### Вопросы по материалу
1. Определите, согласуются ли с текстом о волонтерских проектах утверждения ниже; на каждое ответьте «да» или «нет» и приведите точную цитату из текста, которая это решает. (a) Поначалу фонды сами подавали заявки. (b) Когда у фондов появилось много заявок, они сразу знали, как их посмотреть. (c) В тексте сказано, что фонд «Подари жизнь» стоял у истоков благотворительности в России.
2. Пожалуйста, напишите продолжение текста о волонтерских проектах, начиная сразу после его последней реплики.

### Текст упражнения
Самым горьким было разочарование на первом этапе, когда у нас сразу было много волонтерских проектов «помощи делом». Поздний вечер, я сижу в офисе и вижу: у фондов множество заявок. Cчастливая, окрыленная звоню им: «Смотрите, сколько у вас волонтеров». А мне в ответ: «Да? Это где? А как посмотреть, попасть?». И я понимаю, что это особенно никому не нужно. Это просто такая невероятная печаль, грусть, злость.
— А фонды сами тогда подавали эту заявку?
— Нет, сначала я, конечно, всех уговаривала изо всех сил. Зато когда мы увидели заявку от фода «Подари жизнь» — о-о, Боже мой, это же были просто до мурашек! До того я с ними встречалась, рассказывала, уговаривала. Они сказали: «Ну, попробуйте. Возможно, если у вас получится, может быть, мы сможем с вами работать». И я их понимаю, потому что у них сильный и известный бренд, они стояли у истоков благотворительности в России, добивались того, чтобы помощь получали все дети — а не только беленькая маленькая девочка. Фонд дорожит репутацией и вправе выбирать партнеров.
— Сейчас заявок много?

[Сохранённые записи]
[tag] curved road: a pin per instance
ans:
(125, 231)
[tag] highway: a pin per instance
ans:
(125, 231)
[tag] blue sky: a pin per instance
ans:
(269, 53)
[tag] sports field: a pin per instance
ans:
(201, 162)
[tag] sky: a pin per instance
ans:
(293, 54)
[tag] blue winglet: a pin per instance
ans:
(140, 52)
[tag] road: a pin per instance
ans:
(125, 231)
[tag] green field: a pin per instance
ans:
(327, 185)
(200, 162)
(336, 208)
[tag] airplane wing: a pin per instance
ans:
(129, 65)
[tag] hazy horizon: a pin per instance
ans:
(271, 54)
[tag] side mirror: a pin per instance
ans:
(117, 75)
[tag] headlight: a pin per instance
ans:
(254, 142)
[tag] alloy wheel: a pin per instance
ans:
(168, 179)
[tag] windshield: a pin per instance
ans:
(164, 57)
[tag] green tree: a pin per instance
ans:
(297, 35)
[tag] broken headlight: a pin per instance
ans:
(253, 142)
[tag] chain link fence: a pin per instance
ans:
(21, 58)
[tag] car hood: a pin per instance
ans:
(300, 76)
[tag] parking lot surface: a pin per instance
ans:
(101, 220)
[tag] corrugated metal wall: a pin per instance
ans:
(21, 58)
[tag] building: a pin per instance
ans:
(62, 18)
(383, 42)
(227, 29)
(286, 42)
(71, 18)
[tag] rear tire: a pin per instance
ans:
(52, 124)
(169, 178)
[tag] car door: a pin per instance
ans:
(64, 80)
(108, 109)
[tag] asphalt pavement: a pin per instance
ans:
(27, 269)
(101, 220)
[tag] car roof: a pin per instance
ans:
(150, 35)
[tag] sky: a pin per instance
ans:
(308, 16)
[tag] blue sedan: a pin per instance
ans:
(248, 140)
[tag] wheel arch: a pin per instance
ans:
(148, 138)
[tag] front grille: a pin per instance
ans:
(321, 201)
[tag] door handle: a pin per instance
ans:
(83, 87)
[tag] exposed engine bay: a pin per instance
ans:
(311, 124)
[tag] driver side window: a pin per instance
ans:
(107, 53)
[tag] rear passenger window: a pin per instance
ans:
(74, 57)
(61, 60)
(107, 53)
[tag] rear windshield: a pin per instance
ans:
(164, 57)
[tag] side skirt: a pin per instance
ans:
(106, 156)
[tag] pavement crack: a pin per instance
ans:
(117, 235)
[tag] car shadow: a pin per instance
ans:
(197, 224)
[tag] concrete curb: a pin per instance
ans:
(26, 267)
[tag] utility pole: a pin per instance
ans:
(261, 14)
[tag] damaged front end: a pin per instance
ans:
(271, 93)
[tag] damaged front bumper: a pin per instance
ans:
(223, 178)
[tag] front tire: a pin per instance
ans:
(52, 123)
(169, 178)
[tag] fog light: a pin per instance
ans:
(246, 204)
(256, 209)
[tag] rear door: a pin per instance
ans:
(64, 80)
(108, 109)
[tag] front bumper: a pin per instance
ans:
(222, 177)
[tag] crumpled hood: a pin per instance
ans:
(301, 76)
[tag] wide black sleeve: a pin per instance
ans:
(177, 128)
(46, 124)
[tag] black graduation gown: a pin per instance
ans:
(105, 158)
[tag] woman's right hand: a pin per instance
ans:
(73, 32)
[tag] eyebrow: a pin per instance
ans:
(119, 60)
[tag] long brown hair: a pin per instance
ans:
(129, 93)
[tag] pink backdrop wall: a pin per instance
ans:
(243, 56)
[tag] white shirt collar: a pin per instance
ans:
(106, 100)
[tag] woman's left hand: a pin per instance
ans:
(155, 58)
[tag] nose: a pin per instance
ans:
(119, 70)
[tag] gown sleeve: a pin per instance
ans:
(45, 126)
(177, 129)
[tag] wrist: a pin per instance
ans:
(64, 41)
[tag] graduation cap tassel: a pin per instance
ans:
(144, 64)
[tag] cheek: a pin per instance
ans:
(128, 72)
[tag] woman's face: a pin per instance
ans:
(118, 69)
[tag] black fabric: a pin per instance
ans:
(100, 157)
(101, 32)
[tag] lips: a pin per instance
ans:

### Ответы по заданиям
1.
(a) Нет: «Нет, сначала я, конечно, всех уговаривала изо всех сил.»
(b) Нет: «Да? Это где? А как посмотреть, попасть?»
(c) Да: «они стояли у истоков благотворительности в России»

2.
— Да, потому что фонды видят, что есть рост и это работает. Но работает-то у тех, кто тоже сам работает! Получаешь письмо: «Александра, добрый день! У нас опять очень плохо идет сбор. Мне кажется, что как-то фильтруются проекты очень странно на главной странице, мы просто не попадаем к пользователю. Что вообще вы с этим можете сделать?». Это классика. И это — бешенство. Потому что ты потом заходишь и понимаешь, что у этого проекта нет новостей, сам фонд ничего не сделал, чтобы проект продвигать. Это такая базовая грусть в «Добре», у некоторых есть ощущение, все само происходит, от фонда не требуется ничего, мы напишем Саше или Римме, и Добро быстренько разберется.
— Поставит на главную страницу, ссылочку туда зашьет!
— У нас был один фонд из региона, который написал на меня жалобу в 12 печатных листов со скриншотами из моего Facebook, с какой-то бешеной горой обвинений в том, что я, видимо, имею личную заинтересованность в тех проектах, которые я продвигаю у себя на странице, что выдача построена таким образом, что фонд из Москвы попадает, а из другого города — нет.
Выйти из благотворительного гетто
— Как живется с тем, что количество вкладываемых усилий души и жизни не всегда пропорционально результату?
— Я очень расстраиваюсь и даже плачу.
— Вот это состояние, когда ты каждый день головой пробиваешь кирпичную стенку?
— Да, причем это перманентное состояние на всех этапах.
— Кирпичная стенка каждый раз своя — у одних непонимание, у других слишком большие претензии… И все время хочется, чтобы хоть кто-нибудь увидел, как это всё круто, полезно, нужно, важно.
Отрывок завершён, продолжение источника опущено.